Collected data
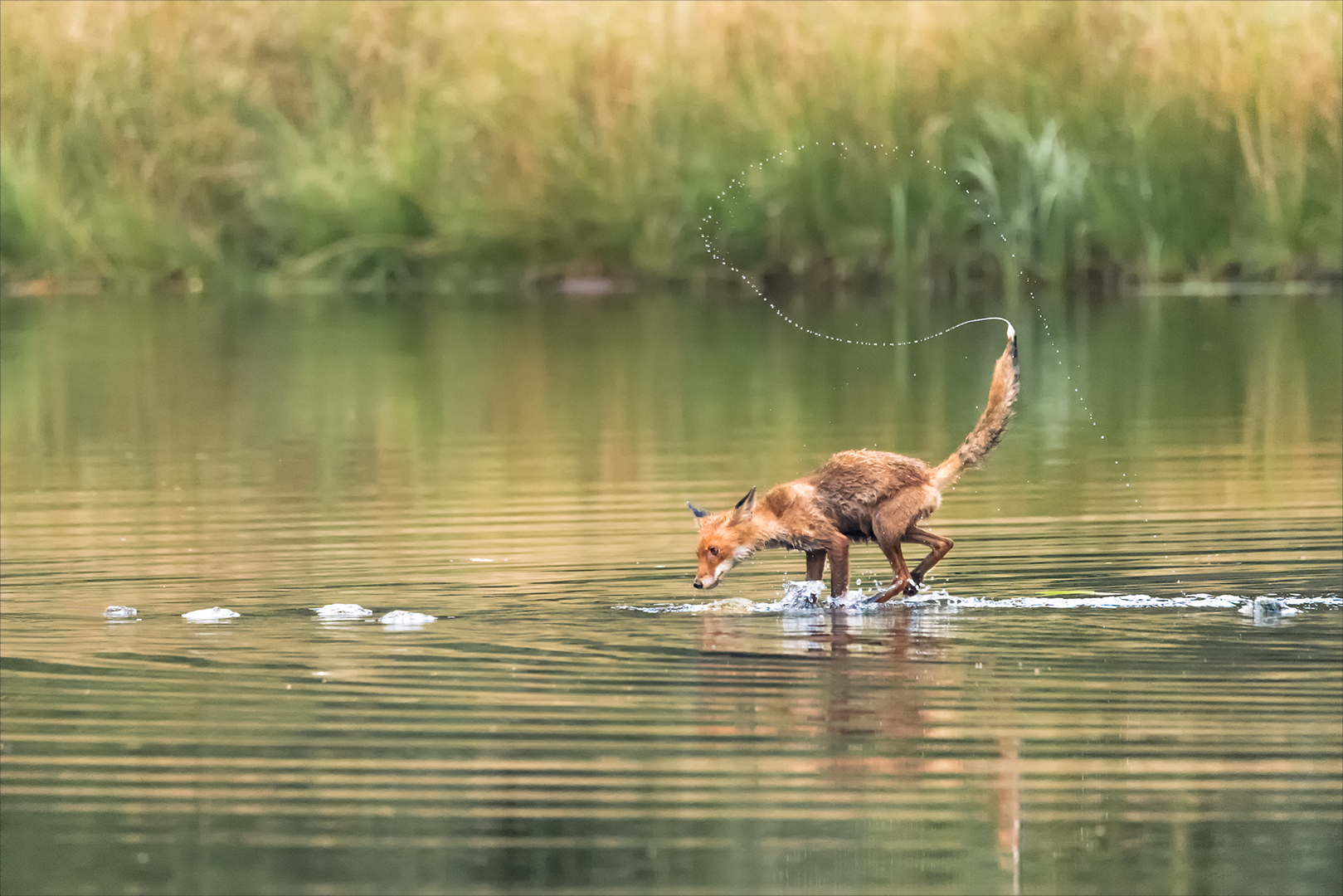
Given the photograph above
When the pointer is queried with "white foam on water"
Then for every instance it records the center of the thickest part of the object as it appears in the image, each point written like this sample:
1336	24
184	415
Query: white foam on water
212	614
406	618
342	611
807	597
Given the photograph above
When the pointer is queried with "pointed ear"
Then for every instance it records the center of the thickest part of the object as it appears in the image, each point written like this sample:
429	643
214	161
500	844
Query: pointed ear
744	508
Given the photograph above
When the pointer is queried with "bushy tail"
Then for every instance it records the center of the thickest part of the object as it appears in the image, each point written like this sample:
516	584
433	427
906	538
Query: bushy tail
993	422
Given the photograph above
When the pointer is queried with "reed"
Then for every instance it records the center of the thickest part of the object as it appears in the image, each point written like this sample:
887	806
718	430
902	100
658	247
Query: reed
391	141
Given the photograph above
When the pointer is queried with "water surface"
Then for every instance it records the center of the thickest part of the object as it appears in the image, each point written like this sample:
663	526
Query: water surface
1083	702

* EXERCISE DESCRIPTION:
Only an exact copy of the records counts as an answer. Leave out the images.

* YOUR SOLUTION:
Given the photograph above
When the pointer is queried with "white foam on water"
Then for every instance it records the center of the thickest part of the object as it appears in the image, each point written like this sample:
1336	24
184	415
Query: white foam on water
212	614
406	618
342	611
807	597
Given the photograph above
When the pointer is queried with "pointed ear"
Then for every instance it records the center of the thickest part of the object as it appears in the image, each point written like this sample:
429	643
214	161
500	844
Query: pointed ear
744	508
Given the photograph above
When the pointer is queried with "bushy tail"
Then for every instance it records the center of the thickest part of the object as it appears in the image, each point written like this sample:
516	584
433	427
906	538
Query: bushy tail
993	422
Given the photograph above
When the pointer is queried with "reed"
Then for every instance it records the center of the thickest part of the object as it appears in the image, each point written like this sample:
887	806
718	430
902	100
658	247
Query: reed
391	141
Given the photograph above
When the pointer is queried with "water surface"
Then for every instance it records the center of the thickest part of the object as it appears in the image, each point written like this sample:
663	526
Query: water surface
1083	702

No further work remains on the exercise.